Last edited Sat Jul 22, 2017, 04:56 PM - Edit history (1)
I don't mean "bad" in the sense that it was so bad that it was funny or entertaining, as in
"Plan Nine From Outer Space".
I mean a movie so "bad" that you couldn't WAIT for it to end.
Last night I re-watched "The Hurt Locker" (2008), just to see if I still hated it.
It has got to be the worst movie to ever win the Academy Award for Best Picture.
(I can't believe it beat out The Aviator)
and it is probably the worst war movie ever made.
The Velveteen Ocelot
(115,674 posts)I loved Robin Williams but I hated this movie. "The Burbs" was another one - so bad we walked out.
red dog 1
(27,792 posts)And I've probably seen it at least 25 times.
The Velveteen Ocelot
(115,674 posts)because I thought it was so dumb and irritating. To each his own, I guess.
red dog 1
(27,792 posts)I've seen it at least 20 times.
I thought director Joe Dante made a very good film.
Tom Hanks, Carrie Fisher, Rick Ducommun, Bruce Dern, Courtney Gains, Corey Feldman, & Henry Gibson all were great in their respective acting roles, imo.
(Even Brother Theodore was very good in his role as Henry Gibson's brother)
But you're right - "To each his own"
Lochloosa
(16,063 posts)I didn't wait for it to be over. I turned it off
hlthe2b
(102,225 posts)Donald Trump...
And, yeah, can't wait for it to end...
First Speaker
(4,858 posts)...it was on TV a couple years ago, and I think, well, it has Johnny Depp--how bad can it be? Oh, boy. Did I ever find out...
C_U_L8R
(44,998 posts)it lived up to its name. Ugh.

※

*Actions to take*
1. In the movie thread, condense the post beginning "I've seen it at least 20 times." into a short bulleted list that keeps its main facts.
2. Write a continuation of the movie thread that starts right after its final post.
The lines after the movie thread play no part in the work here.

*Collected material*

※

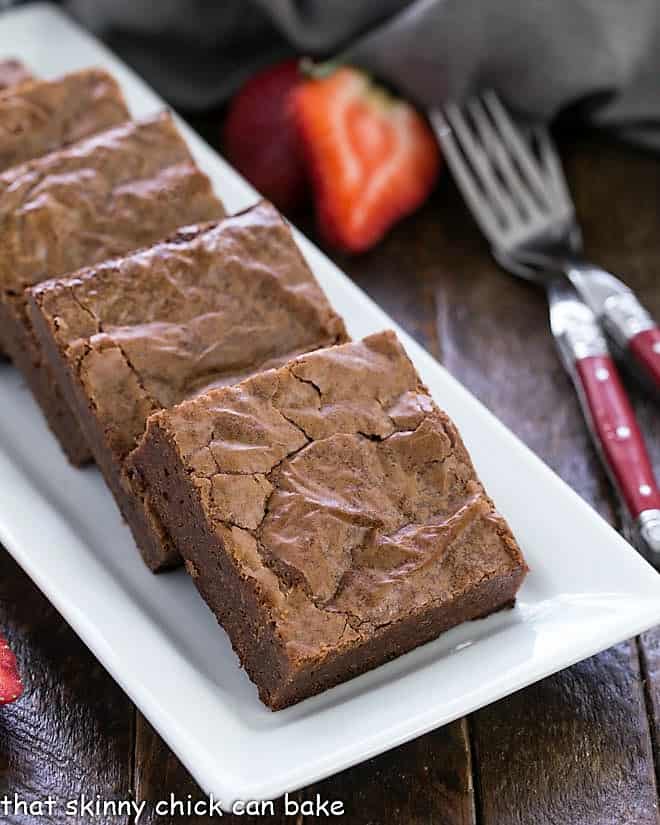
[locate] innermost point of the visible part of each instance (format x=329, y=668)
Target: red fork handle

※

*Answers*
1.
- Has seen the film at least 20 times
- Considers it a very good film by director Joe Dante
- Praises Tom Hanks, Carrie Fisher, Rick Ducommun, Bruce Dern, Courtney Gains, Corey Feldman, and Henry Gibson in their roles
- Finds Brother Theodore very good as Henry Gibson's brother
- Agrees that it comes down to "To each his own"

2.
In the 'so bad it might be good' category,
a tie between Sausage Party and Yoga Hosers
Laffy Kat
(16,377 posts)Never heard of Yoga Hosers which is probably a good thing.
Cuthbert Allgood
(4,916 posts)But it's dark, for sure.
Yoga Hosers is much more campy than Sausage Party, but those two do belong in a special category. I saw Sausage Party in the theatre and after the last scene, my friend and I sat there and said "What did we just watch?" I laughed a lot, though.
C_U_L8R
(44,998 posts)require mind altering substances
hunter
(38,310 posts)The only character I identified with was the dead guy. Nobody told me it was going to be a horror film. I prayed I'd never be like any of the characters in The Big Chill and I've pretty much succeeded.
https://en.wikipedia.org/wiki/The_Big_Chill_%28film%29
Melancholia on the other hand was an interesting exploration about how various humans respond when the end of the world is imminent. I saw it as a deeply metaphorical film, just as I watched Snowpiercer, and that may be why it didn't get under my skin.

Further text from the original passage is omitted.